TEXT TO READ =

++++++

Exhibition Information

Artist: Amy Duran
Exhibition: CSULB Art Sale: Love Houses
Media: Ceramics
Gallery: CSULB School of Art, Gatov-East & Gatov-West
Website: N/A
Instagram: polkadot.pony

About the Artist00119

Amy Duran originally transferred from Cypress College and is now a senior at CSULB currently pursuing her BFA in Ceramics. Amy’s two artistic interests include sculpting and stop-motion animation. She mentioned that she is inspired by fairy tales and incorporates that into her work. She also hopes to work with Pixar Animation Studios one day.Amy’s hobbies include painting, cake decorating, and watching movies.

++++++

SOURCE DATA =
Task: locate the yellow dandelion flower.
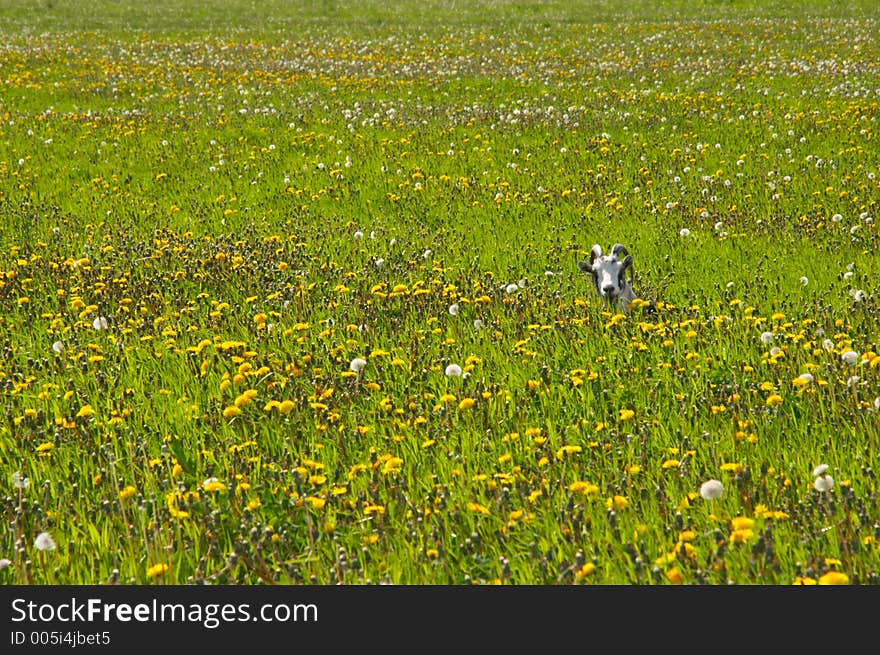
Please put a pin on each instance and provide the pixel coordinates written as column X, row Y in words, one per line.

++++++

WORK TO DO =
Answer these from the exhibition information:
1. What media is listed for the exhibition?
2. Which college did Amy Duran transfer from?
3. Which studio does she hope to work with someday?
You can skip the lines; they aren't needed here.

OUTPUT OF THE EXERCISE =
1. Ceramics
2. Cypress College
3. Pixar Animation Studios